- _WORK TO BE COMPLETED_
Return every line of the listing that contains the word "white", copying each line in full.

- _DATASET EXTRACT_
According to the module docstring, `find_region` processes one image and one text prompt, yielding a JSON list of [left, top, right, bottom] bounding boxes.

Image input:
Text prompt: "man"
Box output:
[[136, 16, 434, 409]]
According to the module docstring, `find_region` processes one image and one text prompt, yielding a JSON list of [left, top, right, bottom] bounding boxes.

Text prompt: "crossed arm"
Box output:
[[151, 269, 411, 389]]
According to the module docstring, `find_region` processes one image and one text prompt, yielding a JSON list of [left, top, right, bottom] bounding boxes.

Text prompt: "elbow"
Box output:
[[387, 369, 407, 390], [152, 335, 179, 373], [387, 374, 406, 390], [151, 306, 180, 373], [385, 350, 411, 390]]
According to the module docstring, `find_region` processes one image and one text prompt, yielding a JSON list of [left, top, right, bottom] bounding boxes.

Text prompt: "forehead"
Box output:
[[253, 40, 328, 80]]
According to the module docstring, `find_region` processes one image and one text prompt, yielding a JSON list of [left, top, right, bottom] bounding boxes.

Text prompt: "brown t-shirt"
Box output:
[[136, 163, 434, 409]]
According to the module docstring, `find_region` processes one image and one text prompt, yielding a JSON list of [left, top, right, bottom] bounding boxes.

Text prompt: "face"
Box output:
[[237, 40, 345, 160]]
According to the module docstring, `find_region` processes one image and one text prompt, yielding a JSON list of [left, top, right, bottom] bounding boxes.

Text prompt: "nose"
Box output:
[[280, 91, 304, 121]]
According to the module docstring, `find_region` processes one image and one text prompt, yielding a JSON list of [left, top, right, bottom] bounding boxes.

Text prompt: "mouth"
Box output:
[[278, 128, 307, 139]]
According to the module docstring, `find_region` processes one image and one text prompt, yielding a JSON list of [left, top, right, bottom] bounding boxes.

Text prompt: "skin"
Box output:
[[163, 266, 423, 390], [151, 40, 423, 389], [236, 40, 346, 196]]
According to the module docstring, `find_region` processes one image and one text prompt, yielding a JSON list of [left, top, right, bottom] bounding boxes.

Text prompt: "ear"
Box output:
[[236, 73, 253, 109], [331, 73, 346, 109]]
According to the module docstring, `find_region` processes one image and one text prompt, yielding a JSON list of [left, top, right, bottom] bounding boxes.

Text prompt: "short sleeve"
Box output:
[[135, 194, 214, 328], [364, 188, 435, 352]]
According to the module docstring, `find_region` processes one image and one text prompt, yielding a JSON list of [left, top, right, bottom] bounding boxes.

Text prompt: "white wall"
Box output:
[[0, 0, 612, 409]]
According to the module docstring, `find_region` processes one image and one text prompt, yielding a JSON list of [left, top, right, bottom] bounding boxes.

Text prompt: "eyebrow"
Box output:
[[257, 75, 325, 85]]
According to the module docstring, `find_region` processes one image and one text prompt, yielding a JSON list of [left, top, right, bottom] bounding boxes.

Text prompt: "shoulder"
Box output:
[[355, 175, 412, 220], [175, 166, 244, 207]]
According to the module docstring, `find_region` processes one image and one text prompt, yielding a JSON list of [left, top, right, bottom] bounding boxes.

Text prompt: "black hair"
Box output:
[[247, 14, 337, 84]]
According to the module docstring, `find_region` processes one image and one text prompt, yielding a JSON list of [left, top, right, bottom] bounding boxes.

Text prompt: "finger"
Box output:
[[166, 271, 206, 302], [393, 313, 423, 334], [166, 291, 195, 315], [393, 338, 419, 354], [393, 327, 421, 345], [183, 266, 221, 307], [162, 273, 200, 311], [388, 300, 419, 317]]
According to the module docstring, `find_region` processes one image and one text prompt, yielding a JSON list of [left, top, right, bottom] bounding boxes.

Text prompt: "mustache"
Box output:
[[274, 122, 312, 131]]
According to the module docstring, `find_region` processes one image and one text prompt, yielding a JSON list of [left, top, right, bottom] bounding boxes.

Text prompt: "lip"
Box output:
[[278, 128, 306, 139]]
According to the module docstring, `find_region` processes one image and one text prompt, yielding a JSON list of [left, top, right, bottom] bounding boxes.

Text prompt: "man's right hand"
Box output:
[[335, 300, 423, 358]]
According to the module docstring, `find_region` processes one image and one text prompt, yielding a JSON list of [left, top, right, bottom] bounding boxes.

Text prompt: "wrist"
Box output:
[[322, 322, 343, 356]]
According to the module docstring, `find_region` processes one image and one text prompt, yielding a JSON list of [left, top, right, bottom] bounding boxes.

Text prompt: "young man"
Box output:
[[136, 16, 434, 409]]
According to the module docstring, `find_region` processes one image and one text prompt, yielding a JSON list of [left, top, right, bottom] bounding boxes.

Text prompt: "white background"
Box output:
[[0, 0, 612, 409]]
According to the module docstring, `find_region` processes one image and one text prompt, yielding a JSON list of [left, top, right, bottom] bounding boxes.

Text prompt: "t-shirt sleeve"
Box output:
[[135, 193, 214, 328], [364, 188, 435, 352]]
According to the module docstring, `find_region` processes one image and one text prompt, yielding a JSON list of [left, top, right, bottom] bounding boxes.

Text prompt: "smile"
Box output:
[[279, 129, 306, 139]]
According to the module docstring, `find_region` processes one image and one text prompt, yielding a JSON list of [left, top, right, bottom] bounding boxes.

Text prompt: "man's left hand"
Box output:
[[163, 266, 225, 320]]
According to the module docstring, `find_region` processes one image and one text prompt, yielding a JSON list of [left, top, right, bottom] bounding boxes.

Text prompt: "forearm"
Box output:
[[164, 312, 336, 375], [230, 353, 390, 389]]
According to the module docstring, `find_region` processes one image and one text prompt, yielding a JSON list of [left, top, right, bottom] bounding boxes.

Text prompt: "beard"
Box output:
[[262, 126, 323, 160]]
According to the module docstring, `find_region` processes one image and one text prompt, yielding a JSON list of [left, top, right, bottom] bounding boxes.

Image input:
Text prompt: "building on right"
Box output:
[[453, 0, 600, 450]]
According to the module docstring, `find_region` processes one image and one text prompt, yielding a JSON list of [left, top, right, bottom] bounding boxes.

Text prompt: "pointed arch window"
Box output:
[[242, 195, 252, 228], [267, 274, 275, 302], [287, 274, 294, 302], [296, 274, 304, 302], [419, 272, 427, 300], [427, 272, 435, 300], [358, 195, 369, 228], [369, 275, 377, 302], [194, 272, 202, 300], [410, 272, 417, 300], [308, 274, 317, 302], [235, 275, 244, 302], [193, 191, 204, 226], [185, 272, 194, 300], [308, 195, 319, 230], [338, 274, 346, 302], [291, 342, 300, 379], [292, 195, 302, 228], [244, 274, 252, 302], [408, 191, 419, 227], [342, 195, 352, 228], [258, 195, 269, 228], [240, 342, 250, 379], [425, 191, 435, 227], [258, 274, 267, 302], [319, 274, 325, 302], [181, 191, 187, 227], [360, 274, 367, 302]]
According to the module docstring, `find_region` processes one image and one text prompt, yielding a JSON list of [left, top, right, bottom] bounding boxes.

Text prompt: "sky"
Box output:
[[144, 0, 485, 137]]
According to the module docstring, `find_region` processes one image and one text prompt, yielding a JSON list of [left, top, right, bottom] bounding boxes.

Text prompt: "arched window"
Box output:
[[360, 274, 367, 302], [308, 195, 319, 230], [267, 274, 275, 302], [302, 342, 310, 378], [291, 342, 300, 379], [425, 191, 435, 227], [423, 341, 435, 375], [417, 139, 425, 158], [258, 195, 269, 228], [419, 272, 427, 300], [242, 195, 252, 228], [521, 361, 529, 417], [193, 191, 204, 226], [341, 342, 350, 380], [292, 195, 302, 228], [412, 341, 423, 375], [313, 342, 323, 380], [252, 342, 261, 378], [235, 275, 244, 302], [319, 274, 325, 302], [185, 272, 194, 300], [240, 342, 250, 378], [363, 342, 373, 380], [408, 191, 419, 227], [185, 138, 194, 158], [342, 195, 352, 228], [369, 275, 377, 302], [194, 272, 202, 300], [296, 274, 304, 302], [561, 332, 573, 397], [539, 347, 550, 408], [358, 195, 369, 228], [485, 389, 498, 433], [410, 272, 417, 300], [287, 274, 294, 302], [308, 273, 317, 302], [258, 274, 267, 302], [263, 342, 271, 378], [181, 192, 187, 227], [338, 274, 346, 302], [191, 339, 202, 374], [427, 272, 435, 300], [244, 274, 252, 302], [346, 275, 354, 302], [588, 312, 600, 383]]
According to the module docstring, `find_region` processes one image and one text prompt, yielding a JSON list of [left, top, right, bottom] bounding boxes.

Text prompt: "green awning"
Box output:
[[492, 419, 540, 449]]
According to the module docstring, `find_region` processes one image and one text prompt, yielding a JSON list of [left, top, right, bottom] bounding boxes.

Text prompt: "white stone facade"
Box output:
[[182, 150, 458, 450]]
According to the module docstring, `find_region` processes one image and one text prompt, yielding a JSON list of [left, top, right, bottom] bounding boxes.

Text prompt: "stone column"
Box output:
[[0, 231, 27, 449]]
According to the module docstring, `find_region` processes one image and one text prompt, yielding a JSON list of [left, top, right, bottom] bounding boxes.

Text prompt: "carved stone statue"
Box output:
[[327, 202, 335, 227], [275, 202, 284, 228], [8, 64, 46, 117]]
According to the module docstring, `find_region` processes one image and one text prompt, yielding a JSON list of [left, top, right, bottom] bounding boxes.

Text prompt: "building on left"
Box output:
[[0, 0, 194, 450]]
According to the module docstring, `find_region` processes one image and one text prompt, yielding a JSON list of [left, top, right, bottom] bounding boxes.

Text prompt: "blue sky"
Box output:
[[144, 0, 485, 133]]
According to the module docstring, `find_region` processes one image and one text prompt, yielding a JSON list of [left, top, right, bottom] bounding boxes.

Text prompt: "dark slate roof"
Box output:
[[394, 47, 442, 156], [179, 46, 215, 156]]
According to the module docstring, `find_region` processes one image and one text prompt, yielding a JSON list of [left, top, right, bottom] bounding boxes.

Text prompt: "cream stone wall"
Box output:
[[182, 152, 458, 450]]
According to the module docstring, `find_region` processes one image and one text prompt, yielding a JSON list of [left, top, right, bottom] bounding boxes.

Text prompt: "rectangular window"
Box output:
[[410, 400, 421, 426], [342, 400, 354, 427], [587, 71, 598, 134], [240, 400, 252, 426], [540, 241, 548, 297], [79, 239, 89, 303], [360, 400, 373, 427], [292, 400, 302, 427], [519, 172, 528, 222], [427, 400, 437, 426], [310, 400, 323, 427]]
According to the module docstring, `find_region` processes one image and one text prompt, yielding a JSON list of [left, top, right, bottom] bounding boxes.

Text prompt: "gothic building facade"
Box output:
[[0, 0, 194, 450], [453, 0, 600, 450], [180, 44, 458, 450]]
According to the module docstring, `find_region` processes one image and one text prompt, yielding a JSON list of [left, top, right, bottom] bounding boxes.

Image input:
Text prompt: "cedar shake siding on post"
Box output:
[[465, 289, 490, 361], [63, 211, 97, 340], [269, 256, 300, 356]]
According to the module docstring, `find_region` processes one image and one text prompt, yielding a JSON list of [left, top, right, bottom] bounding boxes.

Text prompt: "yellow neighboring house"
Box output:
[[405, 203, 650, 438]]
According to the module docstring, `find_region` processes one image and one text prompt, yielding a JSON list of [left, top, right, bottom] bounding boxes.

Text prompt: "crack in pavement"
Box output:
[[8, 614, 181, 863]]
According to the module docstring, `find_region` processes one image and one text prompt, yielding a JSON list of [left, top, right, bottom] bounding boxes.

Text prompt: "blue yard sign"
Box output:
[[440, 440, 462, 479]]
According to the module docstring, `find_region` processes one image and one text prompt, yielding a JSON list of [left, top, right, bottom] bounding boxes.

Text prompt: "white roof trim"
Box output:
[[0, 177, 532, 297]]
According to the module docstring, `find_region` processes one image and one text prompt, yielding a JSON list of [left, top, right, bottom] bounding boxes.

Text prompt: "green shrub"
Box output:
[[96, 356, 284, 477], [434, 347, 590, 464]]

- _FINISHED ANSWER_
Text prompt: "white wall"
Text prompt: "white background"
Text prompt: "white stone facade"
Text prompt: "white roof trim"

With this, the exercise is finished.